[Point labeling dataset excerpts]
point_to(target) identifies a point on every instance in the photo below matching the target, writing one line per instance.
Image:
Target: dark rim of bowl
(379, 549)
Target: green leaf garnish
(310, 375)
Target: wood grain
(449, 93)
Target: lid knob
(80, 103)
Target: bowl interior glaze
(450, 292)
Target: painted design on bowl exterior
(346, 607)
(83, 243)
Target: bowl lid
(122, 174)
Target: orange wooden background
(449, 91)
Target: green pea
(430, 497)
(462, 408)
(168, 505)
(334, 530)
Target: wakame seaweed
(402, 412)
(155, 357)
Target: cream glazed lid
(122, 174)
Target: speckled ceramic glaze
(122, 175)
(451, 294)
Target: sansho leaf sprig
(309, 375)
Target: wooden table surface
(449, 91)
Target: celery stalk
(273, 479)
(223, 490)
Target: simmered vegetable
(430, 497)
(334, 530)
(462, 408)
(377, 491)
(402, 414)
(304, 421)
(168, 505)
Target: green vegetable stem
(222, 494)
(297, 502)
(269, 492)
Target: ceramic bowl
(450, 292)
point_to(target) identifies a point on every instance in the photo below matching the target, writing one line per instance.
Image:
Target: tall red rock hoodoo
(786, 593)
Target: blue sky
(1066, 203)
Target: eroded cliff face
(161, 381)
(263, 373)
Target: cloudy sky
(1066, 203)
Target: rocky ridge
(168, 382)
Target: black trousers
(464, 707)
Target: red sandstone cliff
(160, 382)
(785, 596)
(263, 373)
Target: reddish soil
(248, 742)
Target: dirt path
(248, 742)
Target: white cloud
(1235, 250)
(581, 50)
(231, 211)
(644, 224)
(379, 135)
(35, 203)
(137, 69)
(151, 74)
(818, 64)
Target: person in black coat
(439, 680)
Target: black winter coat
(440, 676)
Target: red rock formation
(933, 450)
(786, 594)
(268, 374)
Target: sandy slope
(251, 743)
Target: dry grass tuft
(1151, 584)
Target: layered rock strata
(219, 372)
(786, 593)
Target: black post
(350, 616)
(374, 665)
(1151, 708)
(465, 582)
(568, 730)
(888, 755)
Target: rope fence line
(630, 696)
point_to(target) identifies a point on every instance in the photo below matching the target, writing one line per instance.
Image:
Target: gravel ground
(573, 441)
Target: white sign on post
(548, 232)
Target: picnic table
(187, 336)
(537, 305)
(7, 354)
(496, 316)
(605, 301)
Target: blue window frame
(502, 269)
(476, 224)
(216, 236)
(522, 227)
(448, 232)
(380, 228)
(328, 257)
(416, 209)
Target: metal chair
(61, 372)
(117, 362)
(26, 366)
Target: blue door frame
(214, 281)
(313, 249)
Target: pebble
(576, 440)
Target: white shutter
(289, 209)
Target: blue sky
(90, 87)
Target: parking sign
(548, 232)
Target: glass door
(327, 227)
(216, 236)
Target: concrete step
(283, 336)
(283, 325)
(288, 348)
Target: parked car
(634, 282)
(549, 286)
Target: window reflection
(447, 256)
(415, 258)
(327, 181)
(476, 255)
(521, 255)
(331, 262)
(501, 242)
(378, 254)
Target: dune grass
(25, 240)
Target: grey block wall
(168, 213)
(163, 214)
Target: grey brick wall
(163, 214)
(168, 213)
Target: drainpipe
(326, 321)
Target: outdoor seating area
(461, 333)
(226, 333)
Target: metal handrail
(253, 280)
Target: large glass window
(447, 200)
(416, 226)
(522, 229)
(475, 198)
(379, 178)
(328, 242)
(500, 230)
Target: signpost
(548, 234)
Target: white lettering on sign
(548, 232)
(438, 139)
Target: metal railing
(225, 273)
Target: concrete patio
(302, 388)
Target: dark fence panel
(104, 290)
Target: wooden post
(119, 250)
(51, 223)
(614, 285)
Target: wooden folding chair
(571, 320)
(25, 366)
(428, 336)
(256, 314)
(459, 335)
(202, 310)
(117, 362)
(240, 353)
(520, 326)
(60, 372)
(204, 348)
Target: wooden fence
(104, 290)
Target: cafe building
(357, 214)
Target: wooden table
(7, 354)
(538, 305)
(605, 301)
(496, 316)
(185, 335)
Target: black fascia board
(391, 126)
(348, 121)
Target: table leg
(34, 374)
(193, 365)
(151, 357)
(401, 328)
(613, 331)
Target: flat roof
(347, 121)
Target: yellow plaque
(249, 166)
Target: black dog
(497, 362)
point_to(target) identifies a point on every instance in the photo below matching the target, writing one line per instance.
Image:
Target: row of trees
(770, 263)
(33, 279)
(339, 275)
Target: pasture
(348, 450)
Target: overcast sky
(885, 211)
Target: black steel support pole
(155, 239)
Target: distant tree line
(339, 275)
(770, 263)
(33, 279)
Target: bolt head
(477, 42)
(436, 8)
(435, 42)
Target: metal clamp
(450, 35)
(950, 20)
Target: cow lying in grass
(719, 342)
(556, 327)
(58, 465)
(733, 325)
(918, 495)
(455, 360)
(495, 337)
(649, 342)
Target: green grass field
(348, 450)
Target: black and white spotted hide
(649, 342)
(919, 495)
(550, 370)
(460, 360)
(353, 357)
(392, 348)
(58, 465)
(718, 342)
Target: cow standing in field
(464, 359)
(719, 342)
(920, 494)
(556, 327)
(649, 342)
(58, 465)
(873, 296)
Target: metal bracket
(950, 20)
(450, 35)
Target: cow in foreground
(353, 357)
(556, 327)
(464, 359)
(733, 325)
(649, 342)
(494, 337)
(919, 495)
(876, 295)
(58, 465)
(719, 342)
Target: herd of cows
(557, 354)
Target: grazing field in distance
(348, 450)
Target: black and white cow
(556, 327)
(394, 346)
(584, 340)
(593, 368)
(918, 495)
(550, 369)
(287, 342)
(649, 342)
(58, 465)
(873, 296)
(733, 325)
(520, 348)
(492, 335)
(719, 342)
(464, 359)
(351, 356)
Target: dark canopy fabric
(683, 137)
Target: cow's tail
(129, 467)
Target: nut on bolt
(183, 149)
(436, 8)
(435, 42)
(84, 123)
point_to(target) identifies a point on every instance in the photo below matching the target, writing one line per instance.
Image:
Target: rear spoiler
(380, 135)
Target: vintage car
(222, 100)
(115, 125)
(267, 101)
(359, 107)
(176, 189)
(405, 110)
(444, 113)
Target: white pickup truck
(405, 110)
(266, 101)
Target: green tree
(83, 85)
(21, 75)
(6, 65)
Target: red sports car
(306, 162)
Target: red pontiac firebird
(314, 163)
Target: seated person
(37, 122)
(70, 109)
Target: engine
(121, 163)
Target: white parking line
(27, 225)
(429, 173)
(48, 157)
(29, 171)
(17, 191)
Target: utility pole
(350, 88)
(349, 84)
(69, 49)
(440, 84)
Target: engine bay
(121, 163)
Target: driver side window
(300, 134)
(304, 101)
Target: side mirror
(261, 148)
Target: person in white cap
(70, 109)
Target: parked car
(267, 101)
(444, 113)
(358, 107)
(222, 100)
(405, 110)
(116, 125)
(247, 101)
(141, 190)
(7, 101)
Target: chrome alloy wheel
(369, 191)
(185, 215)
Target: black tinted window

Exercise: Replace "chrome" with "silver" in the lines of data from the line containing "Target: person in white cap" through the end of the data, and write out only those lines with every other part kept the same.

Written solution:
Target: person in white cap
(70, 109)
Target: parked car
(267, 101)
(444, 113)
(358, 107)
(222, 100)
(405, 110)
(116, 125)
(247, 101)
(141, 190)
(7, 101)
Target: silver alloy wheel
(369, 191)
(185, 215)
Target: black tinted window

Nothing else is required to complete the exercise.